Goal of the exercise:
Repeat the entries below exactly and in full.

Collected data entries:
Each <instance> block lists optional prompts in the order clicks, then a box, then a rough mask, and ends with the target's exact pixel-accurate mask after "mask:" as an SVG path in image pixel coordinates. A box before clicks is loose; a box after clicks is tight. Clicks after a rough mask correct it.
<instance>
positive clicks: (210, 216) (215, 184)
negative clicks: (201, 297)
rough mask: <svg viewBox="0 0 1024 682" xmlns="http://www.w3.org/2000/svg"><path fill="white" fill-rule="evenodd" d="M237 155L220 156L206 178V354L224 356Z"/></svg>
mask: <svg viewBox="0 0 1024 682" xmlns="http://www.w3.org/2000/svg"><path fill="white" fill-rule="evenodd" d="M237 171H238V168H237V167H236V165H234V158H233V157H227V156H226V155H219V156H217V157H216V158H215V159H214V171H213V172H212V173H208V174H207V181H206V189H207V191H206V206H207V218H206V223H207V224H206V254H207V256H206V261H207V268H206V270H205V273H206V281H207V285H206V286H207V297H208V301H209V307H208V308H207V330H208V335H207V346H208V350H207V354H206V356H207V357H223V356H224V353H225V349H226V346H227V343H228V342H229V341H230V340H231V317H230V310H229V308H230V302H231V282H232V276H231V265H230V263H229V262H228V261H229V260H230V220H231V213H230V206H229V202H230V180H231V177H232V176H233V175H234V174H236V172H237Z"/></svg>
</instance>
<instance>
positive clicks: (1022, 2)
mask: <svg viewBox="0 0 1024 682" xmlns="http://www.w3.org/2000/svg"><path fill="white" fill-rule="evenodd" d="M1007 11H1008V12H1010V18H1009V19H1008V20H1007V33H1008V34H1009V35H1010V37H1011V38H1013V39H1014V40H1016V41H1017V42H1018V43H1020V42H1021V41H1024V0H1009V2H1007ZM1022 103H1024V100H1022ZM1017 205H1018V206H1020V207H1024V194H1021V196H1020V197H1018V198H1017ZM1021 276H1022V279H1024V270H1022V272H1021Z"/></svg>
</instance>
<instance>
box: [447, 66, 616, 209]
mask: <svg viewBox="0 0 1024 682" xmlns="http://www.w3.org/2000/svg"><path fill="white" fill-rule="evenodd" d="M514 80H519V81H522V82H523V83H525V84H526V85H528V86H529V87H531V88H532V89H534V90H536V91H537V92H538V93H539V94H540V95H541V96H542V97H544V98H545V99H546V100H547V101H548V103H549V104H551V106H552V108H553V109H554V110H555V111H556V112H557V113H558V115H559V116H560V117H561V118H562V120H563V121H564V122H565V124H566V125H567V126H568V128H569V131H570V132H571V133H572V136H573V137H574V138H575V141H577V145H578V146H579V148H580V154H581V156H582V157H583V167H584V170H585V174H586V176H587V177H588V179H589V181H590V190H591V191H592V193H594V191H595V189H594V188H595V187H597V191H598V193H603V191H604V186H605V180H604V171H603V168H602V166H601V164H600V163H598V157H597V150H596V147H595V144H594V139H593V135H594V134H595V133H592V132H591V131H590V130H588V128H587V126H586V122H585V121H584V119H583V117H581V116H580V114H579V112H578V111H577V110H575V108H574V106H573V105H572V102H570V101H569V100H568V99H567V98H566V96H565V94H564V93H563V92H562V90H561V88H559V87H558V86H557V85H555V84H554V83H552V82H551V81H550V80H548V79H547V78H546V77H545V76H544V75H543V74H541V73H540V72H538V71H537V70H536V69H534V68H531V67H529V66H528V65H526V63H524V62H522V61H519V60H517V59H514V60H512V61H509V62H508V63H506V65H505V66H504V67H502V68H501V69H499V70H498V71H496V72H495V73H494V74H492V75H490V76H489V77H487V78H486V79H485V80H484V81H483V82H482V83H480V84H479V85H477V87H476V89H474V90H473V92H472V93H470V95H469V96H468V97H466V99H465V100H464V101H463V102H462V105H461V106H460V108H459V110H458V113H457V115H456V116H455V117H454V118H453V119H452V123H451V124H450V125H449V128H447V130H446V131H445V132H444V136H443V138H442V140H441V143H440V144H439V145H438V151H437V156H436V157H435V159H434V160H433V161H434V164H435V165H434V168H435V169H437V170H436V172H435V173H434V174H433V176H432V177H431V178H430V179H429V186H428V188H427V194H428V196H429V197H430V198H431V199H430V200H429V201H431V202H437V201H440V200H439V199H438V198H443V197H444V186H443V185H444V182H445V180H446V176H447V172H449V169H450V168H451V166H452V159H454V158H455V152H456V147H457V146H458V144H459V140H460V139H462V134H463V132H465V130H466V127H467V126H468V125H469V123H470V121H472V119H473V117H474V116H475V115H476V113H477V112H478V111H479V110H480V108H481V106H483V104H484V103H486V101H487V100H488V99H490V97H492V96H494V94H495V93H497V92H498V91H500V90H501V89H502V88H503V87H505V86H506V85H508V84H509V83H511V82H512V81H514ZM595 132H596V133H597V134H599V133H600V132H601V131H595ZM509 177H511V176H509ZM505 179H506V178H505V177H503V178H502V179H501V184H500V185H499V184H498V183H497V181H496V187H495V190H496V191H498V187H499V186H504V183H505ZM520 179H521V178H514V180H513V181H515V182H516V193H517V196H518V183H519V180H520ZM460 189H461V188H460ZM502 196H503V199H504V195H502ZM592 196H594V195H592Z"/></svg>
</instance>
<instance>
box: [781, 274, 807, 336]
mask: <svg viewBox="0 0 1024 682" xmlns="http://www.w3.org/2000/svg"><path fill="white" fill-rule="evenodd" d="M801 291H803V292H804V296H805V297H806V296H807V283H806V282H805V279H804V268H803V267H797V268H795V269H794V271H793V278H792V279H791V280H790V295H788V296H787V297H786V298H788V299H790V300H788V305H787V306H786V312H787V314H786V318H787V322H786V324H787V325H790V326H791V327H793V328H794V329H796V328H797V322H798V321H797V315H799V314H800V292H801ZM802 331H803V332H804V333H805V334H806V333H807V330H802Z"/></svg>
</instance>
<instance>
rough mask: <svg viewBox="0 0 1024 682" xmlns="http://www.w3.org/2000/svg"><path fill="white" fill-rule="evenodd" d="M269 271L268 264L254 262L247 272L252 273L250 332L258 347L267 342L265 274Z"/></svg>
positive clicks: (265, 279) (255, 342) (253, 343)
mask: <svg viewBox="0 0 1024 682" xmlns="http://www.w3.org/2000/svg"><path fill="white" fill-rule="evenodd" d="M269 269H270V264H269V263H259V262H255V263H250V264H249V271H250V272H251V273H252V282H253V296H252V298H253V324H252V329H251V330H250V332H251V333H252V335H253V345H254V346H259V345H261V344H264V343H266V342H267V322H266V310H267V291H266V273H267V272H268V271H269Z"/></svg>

Solved exercise:
Each <instance> block lists optional prompts in the order clicks, then a box, then a rough mask, and ends with the target's exact pixel-accurate mask after "mask:" as an SVG path in image pixel coordinates. A box before clicks is loose; a box after clicks is tight. Clicks after a rough mask correct it.
<instance>
positive clicks: (210, 216) (215, 184)
negative clicks: (201, 297)
rough mask: <svg viewBox="0 0 1024 682" xmlns="http://www.w3.org/2000/svg"><path fill="white" fill-rule="evenodd" d="M237 155L220 156L206 178V354L224 356Z"/></svg>
mask: <svg viewBox="0 0 1024 682" xmlns="http://www.w3.org/2000/svg"><path fill="white" fill-rule="evenodd" d="M237 171H238V168H237V167H236V165H234V158H233V157H227V156H226V155H219V156H217V157H216V158H215V159H214V171H213V172H212V173H208V174H207V181H206V189H207V191H206V206H207V218H206V223H207V224H206V254H207V256H206V261H207V268H206V270H205V273H206V281H207V285H206V286H207V297H208V301H209V307H208V308H207V330H208V335H207V346H208V350H207V354H206V356H207V357H223V356H224V353H225V349H226V346H227V343H228V342H229V341H230V340H231V317H230V310H229V308H230V302H231V282H232V276H231V265H230V263H229V262H228V261H229V260H230V220H231V213H230V206H229V202H230V180H231V177H232V176H233V175H234V174H236V172H237Z"/></svg>
</instance>
<instance>
positive clicks: (1022, 2)
mask: <svg viewBox="0 0 1024 682" xmlns="http://www.w3.org/2000/svg"><path fill="white" fill-rule="evenodd" d="M1007 11H1008V12H1010V18H1009V19H1008V20H1007V33H1008V34H1009V35H1010V37H1011V38H1013V39H1014V40H1016V41H1017V42H1018V43H1020V42H1021V41H1024V0H1009V2H1007ZM1022 103H1024V100H1022ZM1017 205H1018V206H1020V207H1024V194H1021V196H1020V197H1018V198H1017ZM1021 276H1022V279H1024V270H1022V272H1021Z"/></svg>
</instance>
<instance>
box: [447, 66, 616, 209]
mask: <svg viewBox="0 0 1024 682" xmlns="http://www.w3.org/2000/svg"><path fill="white" fill-rule="evenodd" d="M514 80H519V81H522V82H523V83H525V84H526V85H528V86H529V87H531V88H532V89H534V90H536V91H537V92H538V93H539V94H540V95H541V96H542V97H544V98H545V99H546V100H547V101H548V103H549V104H551V106H552V108H553V109H554V110H555V111H556V112H557V113H558V115H559V116H560V117H561V118H562V120H563V121H564V122H565V124H566V125H567V126H568V128H569V131H570V132H571V133H572V136H573V137H574V138H575V141H577V145H578V146H579V148H580V154H581V156H582V157H583V167H584V170H585V174H586V176H587V177H588V179H589V181H590V190H591V191H592V193H594V191H595V189H594V188H595V187H597V191H598V193H603V191H604V186H605V180H604V171H603V168H602V166H601V164H600V163H598V157H597V150H596V147H595V144H594V139H593V135H594V134H595V133H592V132H591V131H590V130H588V128H587V126H586V122H585V121H584V119H583V117H581V116H580V114H579V112H578V111H577V110H575V108H574V106H573V105H572V102H570V101H569V100H568V99H567V98H566V96H565V94H564V93H563V92H562V90H561V88H559V87H558V86H557V85H555V84H554V83H552V82H551V81H550V80H548V79H547V78H546V77H545V76H544V75H543V74H541V73H540V72H538V71H537V70H536V69H534V68H531V67H529V66H528V65H526V63H524V62H522V61H519V60H517V59H514V60H512V61H509V62H508V63H506V65H505V66H504V67H502V68H501V69H499V70H498V71H496V72H495V73H494V74H492V75H490V76H489V77H487V78H486V79H485V80H484V81H483V82H482V83H480V84H479V85H477V87H476V89H474V90H473V92H472V93H470V95H469V96H468V97H466V99H465V100H464V101H463V102H462V105H461V106H460V108H459V110H458V113H457V115H456V116H455V117H454V118H453V119H452V123H451V124H450V125H449V128H447V130H446V131H445V132H444V136H443V138H442V140H441V143H440V144H439V145H438V151H437V156H436V157H435V159H434V160H433V161H434V164H435V165H434V168H435V169H437V170H436V172H435V173H434V174H433V176H432V177H431V178H430V179H429V186H428V188H427V194H428V196H429V197H430V198H431V199H430V200H429V201H431V202H437V201H440V200H439V199H438V198H443V197H444V186H443V185H444V182H445V180H446V176H447V172H449V169H450V168H451V166H452V159H454V158H455V152H456V147H457V146H458V144H459V140H460V139H462V134H463V132H465V130H466V127H467V126H468V125H469V123H470V121H472V119H473V117H474V116H475V115H476V113H477V112H478V111H479V110H480V108H481V106H483V104H484V103H486V101H487V100H488V99H490V97H492V96H494V94H495V93H497V92H498V91H500V90H501V89H502V88H503V87H505V86H506V85H508V84H509V83H511V82H512V81H514ZM595 132H596V133H597V134H599V133H600V132H601V131H595ZM509 177H511V176H509ZM505 179H506V178H505V177H503V178H502V179H501V184H500V185H499V184H498V183H497V181H496V187H495V190H496V191H498V187H499V186H504V183H505ZM520 179H521V178H514V180H513V181H515V182H516V193H517V196H518V183H519V180H520ZM460 189H461V188H460ZM502 196H503V199H504V195H502ZM592 196H594V195H592Z"/></svg>
</instance>
<instance>
box: [781, 274, 807, 336]
mask: <svg viewBox="0 0 1024 682" xmlns="http://www.w3.org/2000/svg"><path fill="white" fill-rule="evenodd" d="M801 291H803V292H804V296H805V297H806V296H807V283H806V282H805V279H804V268H803V267H797V268H795V269H794V271H793V278H792V279H791V280H790V295H788V296H787V297H786V298H788V299H790V300H788V305H787V306H786V312H787V314H786V318H787V322H786V324H787V325H790V326H791V327H793V328H794V329H796V328H797V322H798V321H797V315H799V314H800V292H801ZM802 331H803V332H804V333H805V334H806V333H807V330H802Z"/></svg>
</instance>
<instance>
rough mask: <svg viewBox="0 0 1024 682" xmlns="http://www.w3.org/2000/svg"><path fill="white" fill-rule="evenodd" d="M269 271L268 264L254 262L247 272L252 273L250 332L258 347L267 342L265 274Z"/></svg>
positive clicks: (265, 279) (255, 342) (253, 343)
mask: <svg viewBox="0 0 1024 682" xmlns="http://www.w3.org/2000/svg"><path fill="white" fill-rule="evenodd" d="M269 269H270V264H269V263H259V262H255V263H250V264H249V271H250V272H251V273H252V282H253V296H252V298H253V324H252V329H251V330H250V332H251V333H252V335H253V345H254V346H259V345H261V344H264V343H266V342H267V322H266V310H267V291H266V273H267V272H268V271H269Z"/></svg>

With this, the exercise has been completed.